TEXT EXCERPT -
☆ ☆ ☆ ☆ ☆
It’s almost a truism that many elements of the climate system respond to forcings and feedbacks in a non-linear fashion. There’s plenty of comment around the various blogs about the recent paper by Hansen et. al., which explores the possibility of rapid shifts in the ice sheets and the implications of this.
One of the important questions to be asked, is how rapidly can things change? Just out in the Journal of Climate is this, by Baines & Folland: Evidence for a rapid global climate shift across the late 1960′s. Apart from the intrinsic interest in the paper’s findings, that a lot of things changed before we were using satellites to systematically measure them, there is the additional interest of inferring both that there is an interconnectedness of elements within the system which respond in a concerted (monotonic?) manner, and that shifts in pattern can occur on a decadal time-scale.
The old man has commented on sea ice and sea level before, suggesting that a sea level rise of 1-1.5 metres by 2100, in response to increased loss of ice from the GIS and the WAIS, is not implausible. Hansen’s paper goes beyond this, suggesting that a BAU scenario of emissions is likely to result in a sudden collapse of the WAIS and a concomitant sea level rise in the range of some metres. The paper also implies that such an event could occur on the decadal, rather than centennial time-scale.
I don’t know what to make of the Hansen paper; it isn’t clear what it is telling us that is new or original, except the proposal that we should rethink the time-scale of ice sheet degradation, or the proposal that 3C of warming from pre-industrial levels is a plausible ‘tipping point’ for the onset of such a collapse.
☆ ☆ ☆ ☆ ☆
Entries on finding named things -
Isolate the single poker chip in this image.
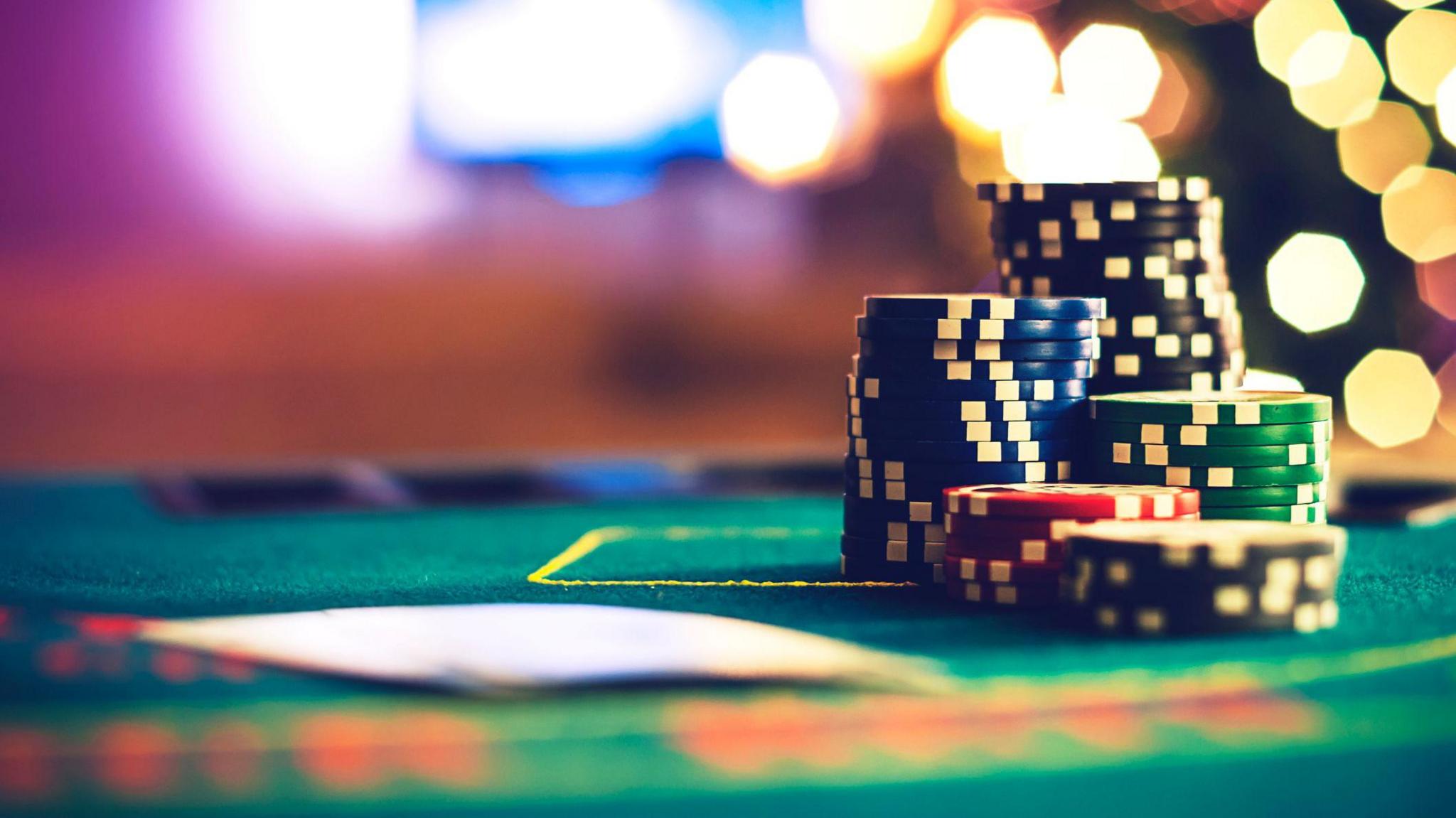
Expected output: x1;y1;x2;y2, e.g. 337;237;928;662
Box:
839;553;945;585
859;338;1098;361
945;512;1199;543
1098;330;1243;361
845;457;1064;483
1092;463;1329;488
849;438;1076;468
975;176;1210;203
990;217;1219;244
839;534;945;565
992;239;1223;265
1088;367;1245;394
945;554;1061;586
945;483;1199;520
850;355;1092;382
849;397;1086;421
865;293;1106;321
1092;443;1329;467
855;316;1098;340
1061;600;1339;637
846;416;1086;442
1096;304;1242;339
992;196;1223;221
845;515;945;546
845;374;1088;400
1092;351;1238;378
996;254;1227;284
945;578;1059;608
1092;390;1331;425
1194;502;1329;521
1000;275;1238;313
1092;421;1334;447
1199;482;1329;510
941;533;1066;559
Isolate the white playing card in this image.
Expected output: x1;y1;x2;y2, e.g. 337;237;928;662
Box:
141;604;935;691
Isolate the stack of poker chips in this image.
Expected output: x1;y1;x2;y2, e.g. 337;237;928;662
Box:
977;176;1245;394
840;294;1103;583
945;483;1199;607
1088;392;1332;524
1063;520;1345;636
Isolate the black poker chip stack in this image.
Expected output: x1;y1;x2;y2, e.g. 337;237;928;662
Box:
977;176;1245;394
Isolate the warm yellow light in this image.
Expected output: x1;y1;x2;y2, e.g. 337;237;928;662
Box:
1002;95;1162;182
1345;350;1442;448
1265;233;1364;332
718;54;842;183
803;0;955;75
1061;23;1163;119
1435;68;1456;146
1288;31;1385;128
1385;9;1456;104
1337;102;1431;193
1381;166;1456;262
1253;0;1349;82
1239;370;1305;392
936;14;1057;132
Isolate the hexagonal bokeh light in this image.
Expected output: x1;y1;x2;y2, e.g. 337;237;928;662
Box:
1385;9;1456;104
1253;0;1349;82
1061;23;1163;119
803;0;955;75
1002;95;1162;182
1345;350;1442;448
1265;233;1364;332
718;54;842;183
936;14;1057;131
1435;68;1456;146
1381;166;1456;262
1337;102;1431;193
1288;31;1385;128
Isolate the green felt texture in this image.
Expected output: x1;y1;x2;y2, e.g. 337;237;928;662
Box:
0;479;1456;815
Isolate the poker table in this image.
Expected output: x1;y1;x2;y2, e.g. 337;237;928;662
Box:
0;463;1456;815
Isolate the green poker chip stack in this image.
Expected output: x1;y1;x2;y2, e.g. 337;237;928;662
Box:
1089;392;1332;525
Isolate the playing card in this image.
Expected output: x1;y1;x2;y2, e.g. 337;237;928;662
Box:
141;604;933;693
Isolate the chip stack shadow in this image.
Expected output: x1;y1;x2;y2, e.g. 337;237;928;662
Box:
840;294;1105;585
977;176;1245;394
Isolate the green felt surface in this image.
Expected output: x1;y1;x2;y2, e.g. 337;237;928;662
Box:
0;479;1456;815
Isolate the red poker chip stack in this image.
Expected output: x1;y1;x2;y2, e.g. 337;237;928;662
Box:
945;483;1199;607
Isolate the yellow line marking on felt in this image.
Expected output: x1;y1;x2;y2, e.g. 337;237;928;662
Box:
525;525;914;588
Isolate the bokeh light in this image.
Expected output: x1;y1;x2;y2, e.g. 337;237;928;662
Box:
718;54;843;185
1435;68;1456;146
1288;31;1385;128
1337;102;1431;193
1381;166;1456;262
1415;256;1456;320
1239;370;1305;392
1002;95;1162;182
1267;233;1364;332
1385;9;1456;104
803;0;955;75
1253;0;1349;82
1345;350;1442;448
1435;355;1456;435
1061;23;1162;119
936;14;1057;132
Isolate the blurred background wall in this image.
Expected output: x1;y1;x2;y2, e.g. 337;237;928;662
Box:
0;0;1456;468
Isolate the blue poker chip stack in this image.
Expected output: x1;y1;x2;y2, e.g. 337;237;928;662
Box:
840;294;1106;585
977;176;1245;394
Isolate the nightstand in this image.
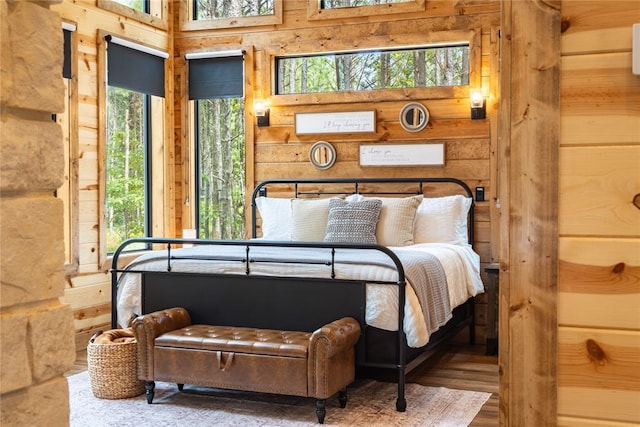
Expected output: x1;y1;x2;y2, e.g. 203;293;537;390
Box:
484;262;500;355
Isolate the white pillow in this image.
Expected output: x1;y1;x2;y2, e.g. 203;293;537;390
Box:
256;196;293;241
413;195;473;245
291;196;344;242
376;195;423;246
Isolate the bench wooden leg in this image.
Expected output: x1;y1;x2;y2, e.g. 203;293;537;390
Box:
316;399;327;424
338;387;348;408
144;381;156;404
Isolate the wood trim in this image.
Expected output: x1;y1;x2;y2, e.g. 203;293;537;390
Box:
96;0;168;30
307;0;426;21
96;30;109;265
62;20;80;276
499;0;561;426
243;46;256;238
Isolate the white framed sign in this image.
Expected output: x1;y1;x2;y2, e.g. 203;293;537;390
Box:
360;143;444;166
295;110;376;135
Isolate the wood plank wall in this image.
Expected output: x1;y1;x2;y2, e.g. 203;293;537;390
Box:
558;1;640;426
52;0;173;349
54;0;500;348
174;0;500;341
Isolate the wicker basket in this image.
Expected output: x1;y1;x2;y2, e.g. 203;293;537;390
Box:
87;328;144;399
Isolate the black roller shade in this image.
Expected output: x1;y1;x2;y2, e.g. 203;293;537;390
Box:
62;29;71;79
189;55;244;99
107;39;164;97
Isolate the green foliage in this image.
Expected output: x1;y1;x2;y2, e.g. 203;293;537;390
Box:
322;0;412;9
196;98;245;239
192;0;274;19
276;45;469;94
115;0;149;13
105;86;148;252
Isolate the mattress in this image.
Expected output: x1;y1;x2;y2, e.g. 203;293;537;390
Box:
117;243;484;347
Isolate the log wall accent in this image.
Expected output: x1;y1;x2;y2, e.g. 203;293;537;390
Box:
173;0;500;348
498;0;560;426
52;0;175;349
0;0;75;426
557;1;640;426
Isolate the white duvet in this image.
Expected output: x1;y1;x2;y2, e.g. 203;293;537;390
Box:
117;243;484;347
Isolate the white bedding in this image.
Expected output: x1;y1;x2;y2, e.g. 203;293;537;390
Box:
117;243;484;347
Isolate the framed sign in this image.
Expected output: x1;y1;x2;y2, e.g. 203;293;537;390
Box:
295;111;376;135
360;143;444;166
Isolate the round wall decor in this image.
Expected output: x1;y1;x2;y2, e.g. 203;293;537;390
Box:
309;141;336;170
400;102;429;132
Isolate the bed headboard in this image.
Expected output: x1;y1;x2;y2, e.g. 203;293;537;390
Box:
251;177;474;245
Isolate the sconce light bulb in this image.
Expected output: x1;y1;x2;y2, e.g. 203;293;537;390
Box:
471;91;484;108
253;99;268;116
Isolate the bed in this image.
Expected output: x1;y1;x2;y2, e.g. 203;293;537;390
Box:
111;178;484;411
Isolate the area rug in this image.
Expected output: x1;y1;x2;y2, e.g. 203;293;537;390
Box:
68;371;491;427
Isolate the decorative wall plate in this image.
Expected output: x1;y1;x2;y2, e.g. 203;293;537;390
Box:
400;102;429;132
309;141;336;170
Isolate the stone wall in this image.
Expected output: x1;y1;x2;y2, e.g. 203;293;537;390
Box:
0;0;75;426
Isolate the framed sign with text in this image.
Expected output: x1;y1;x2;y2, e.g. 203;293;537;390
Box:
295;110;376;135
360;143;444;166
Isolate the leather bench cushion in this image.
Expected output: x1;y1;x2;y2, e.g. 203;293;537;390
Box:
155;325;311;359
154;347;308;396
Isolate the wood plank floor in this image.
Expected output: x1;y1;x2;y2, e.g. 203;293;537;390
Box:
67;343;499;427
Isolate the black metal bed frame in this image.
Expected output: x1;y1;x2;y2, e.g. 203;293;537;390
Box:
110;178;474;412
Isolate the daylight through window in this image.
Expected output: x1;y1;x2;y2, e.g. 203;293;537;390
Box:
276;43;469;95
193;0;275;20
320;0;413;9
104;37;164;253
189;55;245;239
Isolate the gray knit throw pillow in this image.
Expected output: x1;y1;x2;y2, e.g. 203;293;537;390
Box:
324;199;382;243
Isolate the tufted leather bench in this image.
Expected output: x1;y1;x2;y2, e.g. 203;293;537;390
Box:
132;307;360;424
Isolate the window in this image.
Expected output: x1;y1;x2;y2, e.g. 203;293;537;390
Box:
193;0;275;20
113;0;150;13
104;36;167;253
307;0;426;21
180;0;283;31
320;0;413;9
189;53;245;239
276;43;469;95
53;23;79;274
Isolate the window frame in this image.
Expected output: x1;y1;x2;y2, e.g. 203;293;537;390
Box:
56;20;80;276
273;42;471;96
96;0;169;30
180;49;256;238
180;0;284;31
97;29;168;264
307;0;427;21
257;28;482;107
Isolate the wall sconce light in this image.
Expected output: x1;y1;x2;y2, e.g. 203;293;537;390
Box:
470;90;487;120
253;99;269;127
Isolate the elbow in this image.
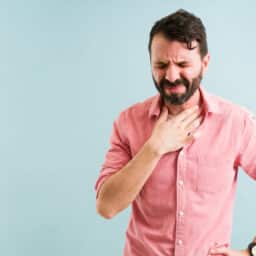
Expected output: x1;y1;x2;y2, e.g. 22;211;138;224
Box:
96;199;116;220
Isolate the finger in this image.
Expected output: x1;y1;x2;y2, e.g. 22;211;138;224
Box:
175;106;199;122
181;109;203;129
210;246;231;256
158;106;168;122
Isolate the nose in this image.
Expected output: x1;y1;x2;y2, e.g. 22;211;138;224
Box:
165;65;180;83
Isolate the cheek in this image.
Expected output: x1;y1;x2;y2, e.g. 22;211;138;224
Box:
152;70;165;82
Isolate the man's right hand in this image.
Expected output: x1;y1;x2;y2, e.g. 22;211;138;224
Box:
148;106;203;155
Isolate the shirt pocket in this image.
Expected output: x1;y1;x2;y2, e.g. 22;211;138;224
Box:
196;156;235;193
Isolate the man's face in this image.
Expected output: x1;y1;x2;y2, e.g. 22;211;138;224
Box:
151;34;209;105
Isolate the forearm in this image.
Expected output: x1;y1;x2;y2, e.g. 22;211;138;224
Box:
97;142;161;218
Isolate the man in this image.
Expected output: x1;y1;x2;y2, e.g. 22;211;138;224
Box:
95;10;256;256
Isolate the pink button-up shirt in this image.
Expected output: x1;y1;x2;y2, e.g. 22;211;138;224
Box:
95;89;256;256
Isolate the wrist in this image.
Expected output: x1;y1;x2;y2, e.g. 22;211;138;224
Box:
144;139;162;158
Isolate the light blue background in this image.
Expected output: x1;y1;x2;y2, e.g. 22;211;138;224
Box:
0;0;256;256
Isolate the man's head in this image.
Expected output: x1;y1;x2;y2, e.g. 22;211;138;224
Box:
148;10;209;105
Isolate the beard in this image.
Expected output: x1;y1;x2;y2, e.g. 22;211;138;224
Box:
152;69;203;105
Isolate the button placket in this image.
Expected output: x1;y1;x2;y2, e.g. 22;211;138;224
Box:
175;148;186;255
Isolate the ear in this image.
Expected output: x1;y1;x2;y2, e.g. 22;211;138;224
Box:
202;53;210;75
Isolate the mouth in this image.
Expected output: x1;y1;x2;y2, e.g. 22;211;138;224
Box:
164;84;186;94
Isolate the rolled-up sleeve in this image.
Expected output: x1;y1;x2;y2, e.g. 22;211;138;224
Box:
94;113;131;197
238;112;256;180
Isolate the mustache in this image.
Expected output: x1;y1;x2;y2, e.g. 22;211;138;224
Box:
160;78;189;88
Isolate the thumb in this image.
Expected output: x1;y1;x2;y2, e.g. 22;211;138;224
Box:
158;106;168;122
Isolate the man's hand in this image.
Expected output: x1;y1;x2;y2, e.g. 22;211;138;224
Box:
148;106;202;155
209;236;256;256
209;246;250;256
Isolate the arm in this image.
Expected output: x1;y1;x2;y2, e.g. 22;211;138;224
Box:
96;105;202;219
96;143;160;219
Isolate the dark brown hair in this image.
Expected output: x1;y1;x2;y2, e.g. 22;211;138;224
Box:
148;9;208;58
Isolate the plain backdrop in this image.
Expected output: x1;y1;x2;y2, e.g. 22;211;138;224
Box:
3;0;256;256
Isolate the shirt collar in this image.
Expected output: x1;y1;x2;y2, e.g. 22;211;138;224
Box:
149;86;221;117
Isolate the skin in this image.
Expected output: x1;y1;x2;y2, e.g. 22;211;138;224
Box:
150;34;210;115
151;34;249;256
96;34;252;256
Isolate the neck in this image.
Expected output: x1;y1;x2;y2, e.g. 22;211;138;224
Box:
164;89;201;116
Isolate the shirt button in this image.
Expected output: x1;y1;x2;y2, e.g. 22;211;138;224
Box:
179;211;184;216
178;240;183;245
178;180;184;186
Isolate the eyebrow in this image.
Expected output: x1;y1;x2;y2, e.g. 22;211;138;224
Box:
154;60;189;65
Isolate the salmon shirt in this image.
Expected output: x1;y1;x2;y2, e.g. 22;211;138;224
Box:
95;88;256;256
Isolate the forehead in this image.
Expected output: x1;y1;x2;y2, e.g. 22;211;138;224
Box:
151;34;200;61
☆ ☆ ☆ ☆ ☆
WORK TO DO -
a) Translate this sentence from the post on rapid climate shifts into Spanish: "The paper also implies that such an event could occur on the decadal, rather than centennial time-scale."
b) Transcribe everything in the post on rapid climate shifts from "It’s almost a" down to "a decadal time-scale.".
c) Go on with the post on rapid climate shifts from its last sentence.
These records were drawn from a separate source.

RESULTS IN ORDER -
a) El artículo también da a entender que un evento así podría producirse en una escala de tiempo decenal, y no centenaria.

b)
It’s almost a truism that many elements of the climate system respond to forcings and feedbacks in a non-linear fashion. There’s plenty of comment around the various blogs about the recent paper by Hansen et. al., which explores the possibility of rapid shifts in the ice sheets and the implications of this.
One of the important questions to be asked, is how rapidly can things change? Just out in the Journal of Climate is this, by Baines & Folland: Evidence for a rapid global climate shift across the late 1960′s. Apart from the intrinsic interest in the paper’s findings, that a lot of things changed before we were using satellites to systematically measure them, there is the additional interest of inferring both that there is an interconnectedness of elements within the system which respond in a concerted (monotonic?) manner, and that shifts in pattern can occur on a decadal time-scale.

c)
A lot of time is spent by so-called ‘sceptics’ complaining that climate scientists are ‘alarmists’ (often based on media reporting of papers, rather than the papers themselves). This is to miss the point. What is known, or inferred, about the current climate and likely future trends, is a cause for concern insofar as it impacts on human society, in particular, relating to climate system shifts which change precipitation patterns or induce climate feedbacks. In this is included a concern about the rate at which change occurs, as this affects our ability to adapt effectively to changing circumstances in such ways as to minimise human loss or suffering.
But it is what is not known which is, arguably, the most significant object of ‘alarmism’ within the climate science community (inasmuch as there are some genuinely ‘alarmed scientists). If important elements of the system are non-linear in their response to progressive changes in temperature (and, by inference, concentrations of CO2), and if all that is known is that there is a point at which a rapid ‘quantum jump’ from one system state to another is initiated, then clearly, understanding what this ‘point’ is becomes critical. But we don’t know either whether such a ‘tipping point’ really does exist, or whether, if it does, how it relates to current and projected future global average temperatures.
What these two papers serve to illustrate is that it is likely that several changes will occur almost simultaneously, within a period of decades, once the stone at the top of the hill starts to roll. Secondly, they point out that we simply cannot be sure how close we are to such a point, but that it may be closer than we thought. There are those who will argue that worrying about such things is akin to worrying about what hides in the shadows, but in this case, we can be fairly sure that there is something in the shadows.
Totally sideways, but hopefully a cause for thought; recently, I’ve been wondering about 800 years. This number comes up fairly frequently. If you allow a little leeway, and say 750 years, you can also fit in D-O-type, or Bond-type patterns (half of a 1500 year pattern). My intuition tells me that this time-scale is important. My memory tells me that 750-800 years has passed (give or take) since the ‘MWP’. 800 years is also the ‘standard’ measure of lag in ice cores; it is also the estimate of time involved in a complete ‘rotation’ of the global oceanic circulation. It feels like it is significant, but, whilst a ‘pattern’ is plausible, its meaning is not clear. Is there anyone out there who can enlighten us on this? Is there a known cyclical pattern of climate change which places us at an 800 (or 750) year turning point? If so, is this significant? And, if so, to what extent is this exacerbated or overtaken by the impact of human forcings on the climate?
Be loved.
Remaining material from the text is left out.